## Supplied information
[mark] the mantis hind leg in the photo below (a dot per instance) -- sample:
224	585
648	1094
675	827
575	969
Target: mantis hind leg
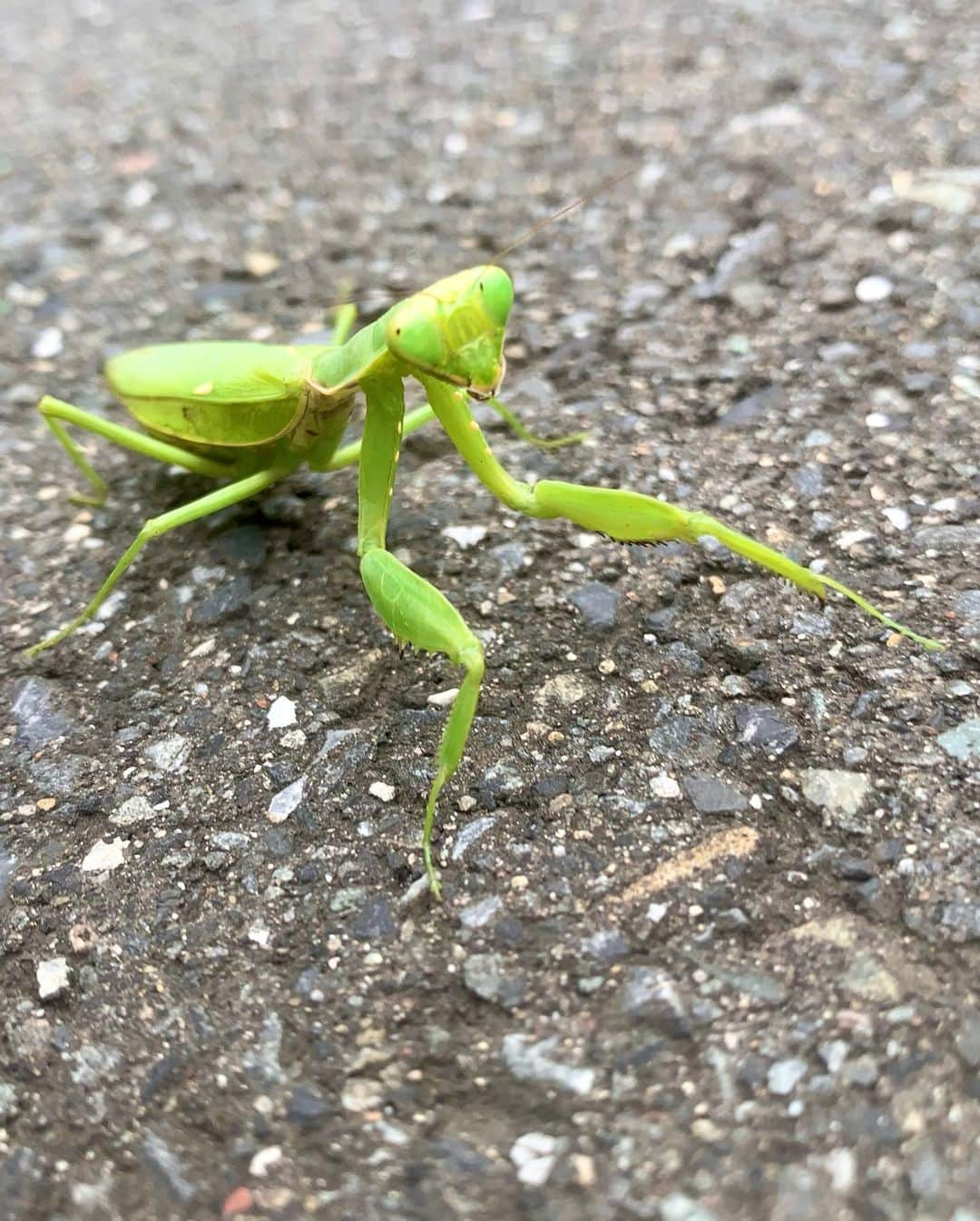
413	610
627	517
155	526
57	414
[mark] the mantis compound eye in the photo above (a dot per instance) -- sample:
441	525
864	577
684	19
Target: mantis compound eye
496	293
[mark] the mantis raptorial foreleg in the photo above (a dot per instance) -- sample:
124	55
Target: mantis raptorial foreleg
413	610
155	526
413	420
624	515
56	414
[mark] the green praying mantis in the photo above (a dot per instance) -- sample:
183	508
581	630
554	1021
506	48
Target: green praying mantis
250	414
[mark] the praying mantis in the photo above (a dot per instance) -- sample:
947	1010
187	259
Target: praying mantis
250	414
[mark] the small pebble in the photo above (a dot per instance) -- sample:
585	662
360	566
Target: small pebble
281	713
873	288
104	856
53	978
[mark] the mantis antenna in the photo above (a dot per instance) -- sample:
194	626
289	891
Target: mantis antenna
599	190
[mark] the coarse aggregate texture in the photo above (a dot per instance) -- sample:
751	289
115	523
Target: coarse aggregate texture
709	946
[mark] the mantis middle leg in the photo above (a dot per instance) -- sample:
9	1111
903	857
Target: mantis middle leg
624	515
413	610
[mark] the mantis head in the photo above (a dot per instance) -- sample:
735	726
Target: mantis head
454	330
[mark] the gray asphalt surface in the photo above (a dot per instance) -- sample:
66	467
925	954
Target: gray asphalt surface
709	946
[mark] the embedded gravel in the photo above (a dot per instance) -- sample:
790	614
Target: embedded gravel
710	938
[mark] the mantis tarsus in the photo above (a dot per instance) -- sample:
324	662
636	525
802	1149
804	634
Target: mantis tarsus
252	413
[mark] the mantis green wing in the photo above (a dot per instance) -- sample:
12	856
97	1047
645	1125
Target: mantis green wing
235	395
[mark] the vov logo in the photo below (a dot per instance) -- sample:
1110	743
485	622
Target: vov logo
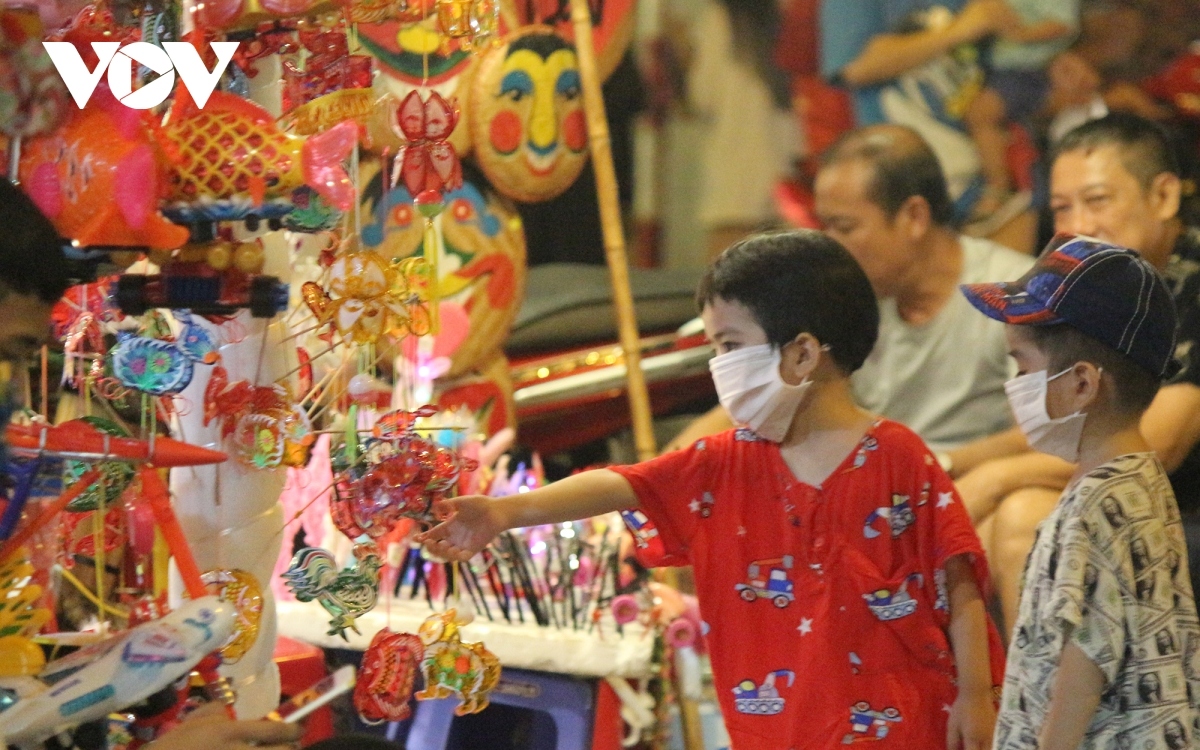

## Request
Set out every line of the material above as a numbered list, skipping any blank lines and leaving out the pictures.

## Answer to this task
1. [mark] the mantis hind leg in the photo below (a dot per instance) -- sample:
2. 224	585
3. 648	1094
4. 675	827
5. 575	969
6. Target: mantis hind leg
7. 413	610
8. 627	517
9. 155	526
10. 57	414
11. [mark] the mantis compound eye in the photo above (a dot per instance) -- sample:
12. 441	525
13. 864	577
14. 684	19
15. Target: mantis compound eye
16. 496	293
17. [mark] the mantis raptorial foreleg in the photo above (a dot per instance) -- sample:
18. 124	55
19. Target: mantis raptorial foreleg
20. 413	610
21. 155	526
22. 413	420
23. 624	515
24. 56	414
25. [mark] the green praying mantis in the photo above (a dot per instance) -- sample:
26. 183	508
27. 581	630
28. 554	1021
29. 506	48
30. Target: green praying mantis
31. 250	414
32. [mark] the praying mantis in the photo above (a dot per instance) -- sample:
33. 947	1010
34. 187	259
35. Target: praying mantis
36. 250	414
37. [mark] the small pebble in the photo above (a dot per instance) -- sample:
38. 585	662
39. 360	566
40. Target: small pebble
41. 281	713
42. 873	288
43. 104	856
44. 53	978
45. [mark] the mantis antenna in the photo above (a dot per instance) -- sample:
46. 194	626
47. 289	891
48. Target: mantis antenna
49. 599	190
50. [mark] the coarse aggregate texture in the photo above (a dot per instance) -- sample:
51. 751	289
52. 115	523
53. Target: coarse aggregate texture
54. 709	946
55. [mark] the mantis middle leg in the photo above (a dot per instance) -- sample:
56. 9	1111
57. 903	857
58. Target: mantis middle leg
59. 624	515
60. 413	610
61. [mark] the mantis head in the photo above (a dot per instance) -- sample:
62. 735	726
63. Target: mantis head
64. 454	330
65. [mark] the gray asphalt surface in the photo above (a dot per instance) -- sample:
66. 66	467
67. 925	954
68. Target: gray asphalt surface
69. 709	946
70. [mark] the embedded gravel in the photo above (a dot per instance) -- sample:
71. 790	614
72. Target: embedded gravel
73. 710	938
74. [mark] the mantis tarsus in the photo above (a dot per instance) -- sample:
75. 324	662
76. 636	525
77. 802	1149
78. 804	634
79. Target: mantis tarsus
80. 252	413
81. [mark] the mantis green wing in the photo above (a dot per instance) -- sample:
82. 12	856
83. 97	1047
84. 645	1125
85. Target: mantis green wing
86. 235	395
87. [mark] the vov logo in the photo below (a dot per instance) -- sample:
88. 1110	743
89. 485	622
90. Target: vov logo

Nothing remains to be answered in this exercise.